=== Excerpt ===

Do Age Differences in Associative Learning and Stimulus Generalization Lead to Age Differences in Trust?

  • Kendra Seaman (DUKE CENTER ON AGING)
  • Jessica Cooper (EMORY PSYCHOLOGY)

OSF and Preregistration Form | Funded by SRNDNA

When meeting others, people make quick decisions on whether to trust people or not that affect decision-making and that pose serious consequences for physical, interpersonal, and financial well-being. The extent to which people trust others, however, is not stable across the lifespan. Rather, older adults exhibit excessive trust relative to younger adults. This excessive trust leaves older adults particularly such serious consequences, including financial fraud. Why older adults exhibit excessive trust, however, is poorly understood. One explanation for their excessive trust is that older adults may learn to trust differently than do younger adults. Critically, recent work has identified stimulus generalization, by which learned value spreads between perceptually similar stimuli, as a potential mechanism for learning to trust. Here, people place more trust in people who look like someone whose past behaviors reflect trustworthiness, and place less trust in people who look like someone whose behaviors reflected untrustworthiness. This spread of social value is reflected in brain activity. Caudate and amygdala activity track, respectively, the generalization of positive (trustworthy) and negative (untrustworthy) social value, and affect trust decisions toward unfamiliar others. Because social value needs to be learned and because prior work suggests that older adults learn negative cues less than do younger adults, less spread of negative social value to unfamiliar others may represent one route by which older adults exhibit excessive trust. If older adults have less negative value representations of untrustworthy people based on their experiences with them than do younger adults, older adults should also transfer less negative social value to unfamiliar others who are resemble a past untrustworthy person and exhibit more trust in these unfamiliar others than younger adults. The study adopts an interdisciplinary approach to examine this possibility at both the behavioral and neural levels.

=== Entries provided ===

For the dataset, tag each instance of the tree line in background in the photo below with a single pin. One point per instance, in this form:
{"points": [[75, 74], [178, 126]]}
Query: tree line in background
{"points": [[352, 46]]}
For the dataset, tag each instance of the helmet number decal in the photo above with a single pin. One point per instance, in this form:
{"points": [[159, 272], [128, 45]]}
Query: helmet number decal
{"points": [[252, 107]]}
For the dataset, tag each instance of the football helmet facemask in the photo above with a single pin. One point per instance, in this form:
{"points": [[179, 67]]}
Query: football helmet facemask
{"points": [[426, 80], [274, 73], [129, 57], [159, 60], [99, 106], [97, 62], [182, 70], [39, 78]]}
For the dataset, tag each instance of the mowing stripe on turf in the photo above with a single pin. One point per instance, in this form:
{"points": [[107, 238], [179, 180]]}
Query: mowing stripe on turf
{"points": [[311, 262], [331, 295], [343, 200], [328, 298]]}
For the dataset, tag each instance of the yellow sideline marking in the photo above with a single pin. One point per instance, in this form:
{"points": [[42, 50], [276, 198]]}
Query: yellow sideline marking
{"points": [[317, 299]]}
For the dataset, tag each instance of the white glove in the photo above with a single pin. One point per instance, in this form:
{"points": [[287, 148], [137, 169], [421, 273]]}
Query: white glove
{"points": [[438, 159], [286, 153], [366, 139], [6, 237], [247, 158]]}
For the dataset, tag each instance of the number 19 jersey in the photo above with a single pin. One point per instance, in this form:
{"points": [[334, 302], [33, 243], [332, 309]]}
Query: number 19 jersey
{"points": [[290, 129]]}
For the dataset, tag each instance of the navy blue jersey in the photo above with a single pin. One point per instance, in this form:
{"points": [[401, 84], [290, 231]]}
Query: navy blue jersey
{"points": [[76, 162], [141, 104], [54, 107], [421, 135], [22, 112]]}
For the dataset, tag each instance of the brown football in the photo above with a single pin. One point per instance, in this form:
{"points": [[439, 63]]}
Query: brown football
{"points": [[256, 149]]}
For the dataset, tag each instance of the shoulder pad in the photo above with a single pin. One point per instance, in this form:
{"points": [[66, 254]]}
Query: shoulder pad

===

Task instructions
• A. Transcribe the stretch of the trust study summary from "Do Age Differences" through "Cooper (EMORY PSYCHOLOGY)".
• B. In the trust study summary, which brain region's activity tracks the generalization of negative social value?

Per-task outputs
• A.
Do Age Differences in Associative Learning and Stimulus Generalization Lead to Age Differences in Trust?

  • Kendra Seaman (DUKE CENTER ON AGING)
  • Jessica Cooper (EMORY PSYCHOLOGY)

• B. The amygdala.